▸ **SOURCE PASSAGE**:
=== Begin Enclosure ===

Pterostylis williamsonii, commonly known as the brown-lip leafy greenhood, is a plant in the orchid family Orchidaceae and is endemic to Tasmania. Flowering plants have up to seven transparent green flowers with darker green and brown bands and a hairy, insect-like labellum with a blackish stripe. Non-flowering plants have a rosette of leaves on a short stalk but flowering plants lack the rosette, instead having five to seven stem leaves.

==Description==
Pterostylis williamsonii, is a terrestrial, perennial, deciduous, herb with an underground tuber. Non-flowering plants have a rosette of between four and six dark green, egg-shaped leaves on a stalk 10-30 mm long, each leaf 3-35 mm long and 3-8 mm wide. Flowering plants have up to nine transparent green flowers with darker green and brown bands on a flowering spike 90-300 mm high. The flowering spike has five or six lance-shaped stem leaves which are 40-70 mm long and 4-7 mm wide. The flowers are 13-17 mm long, 6-8 mm wide. The dorsal sepal and petals are fused, forming a hood or "galea" over the column with the dorsal sepal having a brown tip. The lateral sepals turn downwards, are 12-15 mm long, 6-8 mm wide and have a narrow tip about 4 mm long which is orange-brown on its end. The labellum is insect-like, 4-5 mm long, about 3 mm wide and creamy yellow to dark chocolate brown with a black central stripe. Flowering occurs from April to July.

=== End Enclosure ===

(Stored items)
=== Begin Enclosure ===

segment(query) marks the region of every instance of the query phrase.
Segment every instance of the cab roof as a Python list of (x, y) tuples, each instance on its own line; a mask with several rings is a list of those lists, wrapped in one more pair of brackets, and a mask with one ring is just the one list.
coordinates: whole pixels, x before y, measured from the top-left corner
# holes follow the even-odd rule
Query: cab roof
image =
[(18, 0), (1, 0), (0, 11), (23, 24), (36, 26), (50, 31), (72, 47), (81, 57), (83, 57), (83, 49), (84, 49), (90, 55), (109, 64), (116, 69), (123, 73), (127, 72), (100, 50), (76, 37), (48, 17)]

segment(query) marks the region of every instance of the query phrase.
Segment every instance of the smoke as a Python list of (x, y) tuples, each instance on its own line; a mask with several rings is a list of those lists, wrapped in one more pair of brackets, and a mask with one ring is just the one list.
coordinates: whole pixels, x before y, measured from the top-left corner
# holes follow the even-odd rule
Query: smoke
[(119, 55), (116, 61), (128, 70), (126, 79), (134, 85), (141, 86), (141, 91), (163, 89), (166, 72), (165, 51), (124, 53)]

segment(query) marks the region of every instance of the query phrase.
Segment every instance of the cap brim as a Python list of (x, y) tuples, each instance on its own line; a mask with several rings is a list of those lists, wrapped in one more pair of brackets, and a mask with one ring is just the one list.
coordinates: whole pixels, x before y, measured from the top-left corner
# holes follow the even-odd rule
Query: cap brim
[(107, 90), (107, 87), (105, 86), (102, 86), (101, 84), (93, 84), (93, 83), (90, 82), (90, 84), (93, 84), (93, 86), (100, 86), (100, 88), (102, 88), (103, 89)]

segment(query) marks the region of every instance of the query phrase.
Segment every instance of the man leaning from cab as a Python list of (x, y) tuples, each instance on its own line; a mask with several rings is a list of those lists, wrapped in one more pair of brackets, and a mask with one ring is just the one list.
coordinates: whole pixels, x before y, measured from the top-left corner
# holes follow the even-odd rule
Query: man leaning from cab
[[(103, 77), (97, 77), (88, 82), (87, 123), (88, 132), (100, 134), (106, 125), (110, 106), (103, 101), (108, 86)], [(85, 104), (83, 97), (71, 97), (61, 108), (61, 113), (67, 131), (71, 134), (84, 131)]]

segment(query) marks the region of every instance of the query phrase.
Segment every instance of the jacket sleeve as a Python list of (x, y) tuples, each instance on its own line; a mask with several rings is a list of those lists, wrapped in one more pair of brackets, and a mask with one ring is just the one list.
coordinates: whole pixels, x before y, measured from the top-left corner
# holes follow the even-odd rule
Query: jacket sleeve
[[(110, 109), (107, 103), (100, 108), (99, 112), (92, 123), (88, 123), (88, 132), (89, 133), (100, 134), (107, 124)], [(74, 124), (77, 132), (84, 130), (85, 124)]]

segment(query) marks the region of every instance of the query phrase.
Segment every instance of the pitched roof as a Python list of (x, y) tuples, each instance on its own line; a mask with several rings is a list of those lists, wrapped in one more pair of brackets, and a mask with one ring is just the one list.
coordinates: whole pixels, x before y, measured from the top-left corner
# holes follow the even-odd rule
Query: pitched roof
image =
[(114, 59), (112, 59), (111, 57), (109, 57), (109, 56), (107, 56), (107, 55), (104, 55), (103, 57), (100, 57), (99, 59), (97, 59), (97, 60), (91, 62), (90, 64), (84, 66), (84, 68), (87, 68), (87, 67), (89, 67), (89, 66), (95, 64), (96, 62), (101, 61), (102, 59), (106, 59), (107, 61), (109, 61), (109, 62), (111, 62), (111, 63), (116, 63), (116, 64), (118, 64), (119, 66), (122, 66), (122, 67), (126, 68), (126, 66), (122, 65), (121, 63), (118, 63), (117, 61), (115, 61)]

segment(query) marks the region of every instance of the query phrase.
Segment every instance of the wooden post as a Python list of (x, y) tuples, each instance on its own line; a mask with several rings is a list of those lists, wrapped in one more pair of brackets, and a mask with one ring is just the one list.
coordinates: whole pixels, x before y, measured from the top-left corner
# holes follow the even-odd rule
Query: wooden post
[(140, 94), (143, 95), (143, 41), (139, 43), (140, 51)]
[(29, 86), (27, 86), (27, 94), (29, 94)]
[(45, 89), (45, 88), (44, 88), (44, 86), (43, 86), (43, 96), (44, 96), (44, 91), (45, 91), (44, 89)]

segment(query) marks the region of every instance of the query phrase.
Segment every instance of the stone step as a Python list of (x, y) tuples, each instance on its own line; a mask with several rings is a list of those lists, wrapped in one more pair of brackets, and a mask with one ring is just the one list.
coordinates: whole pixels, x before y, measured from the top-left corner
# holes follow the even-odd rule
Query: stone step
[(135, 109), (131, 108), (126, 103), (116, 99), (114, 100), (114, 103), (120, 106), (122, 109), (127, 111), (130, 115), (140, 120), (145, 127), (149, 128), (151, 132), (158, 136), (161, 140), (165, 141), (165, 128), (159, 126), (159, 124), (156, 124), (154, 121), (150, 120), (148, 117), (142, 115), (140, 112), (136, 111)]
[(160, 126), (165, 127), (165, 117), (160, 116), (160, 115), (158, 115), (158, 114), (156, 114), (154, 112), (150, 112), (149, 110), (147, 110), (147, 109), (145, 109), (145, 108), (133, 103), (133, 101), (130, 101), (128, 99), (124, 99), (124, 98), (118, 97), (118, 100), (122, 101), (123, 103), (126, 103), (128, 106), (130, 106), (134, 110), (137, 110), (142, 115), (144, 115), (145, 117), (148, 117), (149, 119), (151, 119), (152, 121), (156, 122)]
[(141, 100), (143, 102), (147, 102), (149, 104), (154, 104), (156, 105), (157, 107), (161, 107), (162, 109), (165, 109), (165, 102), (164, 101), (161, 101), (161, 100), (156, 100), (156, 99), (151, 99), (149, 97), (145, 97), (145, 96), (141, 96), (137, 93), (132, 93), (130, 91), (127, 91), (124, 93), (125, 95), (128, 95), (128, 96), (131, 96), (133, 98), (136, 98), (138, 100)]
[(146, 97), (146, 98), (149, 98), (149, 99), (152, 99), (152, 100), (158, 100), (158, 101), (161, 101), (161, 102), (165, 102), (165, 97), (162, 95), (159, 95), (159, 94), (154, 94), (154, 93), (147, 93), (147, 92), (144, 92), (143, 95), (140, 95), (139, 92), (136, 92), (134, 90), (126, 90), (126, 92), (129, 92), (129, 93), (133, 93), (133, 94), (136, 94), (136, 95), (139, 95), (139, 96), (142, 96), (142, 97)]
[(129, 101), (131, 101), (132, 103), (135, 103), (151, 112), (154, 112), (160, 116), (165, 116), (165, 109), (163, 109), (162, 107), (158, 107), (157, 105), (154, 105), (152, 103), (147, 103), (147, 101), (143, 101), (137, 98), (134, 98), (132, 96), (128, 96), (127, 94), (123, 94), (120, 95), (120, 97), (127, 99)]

=== End Enclosure ===

▸ **WHAT YOU SHOULD DO**:
Continue the Pterostylis williamsonii passage from its final sentence.

▸ **RESPONSE TO THE TASK**:
==Taxonomy and naming==
Pterostylis williamsonii was first formally described in 1998 by David Jones and the description was published in Australian Orchid Research from a specimen collected by Ron and Kath Williamson at Coles Bay. The specific epithet (williamsonii) honours
Ronald Herbert Williamson (1931-2003), who collected the type specimen.

==Distribution and habitat==
The brown-lip leafy greenhood is widespread in Tasmania where it grows in forest near low shrubs and bracken.